▶ _WORK ORDER 1_:
Please answer these questions about the profile of Oxfam supporter Pauline Norris, one line each:
(a) Who was Executive Director of Oxfam New Zealand in its early days?
(b) Where is Pauline a Professor?
(c) What did most charities focus on when Pauline first started supporting Oxfam?
▶ _WORK ORDER 2_: Pick up the profile of Oxfam supporter Pauline Norris after its last sentence and carry it on.

▶ _PAGE EXTRACT_:

-------------------------

One of the first.
Pauline Norris could be described as one of Oxfam’s original supporters. She remembers supporting Oxfam back in the early 1990s when the organisation was initially set up in New Zealand.
“In the early days of Oxfam New Zealand, Phil Twyford, who was the Executive Director back then, visited all the regular donors in person to find out why we’d chosen to give to Oxfam.” says Pauline.
A sociologist by background, Pauline is a Professor at the School of Pharmacy at Otago University in Dunedin. “My research focuses on access to and use of medicines. It includes research in the Pacific and with Pacific people here in New Zealand. I first came across Oxfam many years ago when I was reading about access to medicines in developing countries.
“What I like about Oxfam’s work is that it works to tackle the root causes of poverty. When I first started supporting Oxfam, most charities focused on child sponsorship. But I’m more interested in a community wide approach.”

-------------------------

▶ _DATA UNDER STUDY_:
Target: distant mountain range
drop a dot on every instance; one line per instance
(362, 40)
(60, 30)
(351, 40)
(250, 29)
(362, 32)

-------------------------

▶ _TASK OUTPUT 1_:
(a) Phil Twyford
(b) At the School of Pharmacy at Otago University in Dunedin
(c) Child sponsorship

▶ _TASK OUTPUT 2_:
Pauline has been an active member of the Dunedin Water for Survival group for over 13 years. “We do various activities to raise funds for Oxfam’s water and sanitation work. Our biggest and best right now is selling Christmas trees,” adds Pauline. Last year the group raised an incredible $2,000 selling trees.
“In the late 1990s I made my first Will and it was then I decided to leave a bequest to Oxfam. It seemed like a great idea to me. It’s another way to support good work that I believe in, and I think more people should consider this option.”
“I’m pleased my support for Oxfam is helping whole communities to live healthier lives and building a better future for people living in poverty.”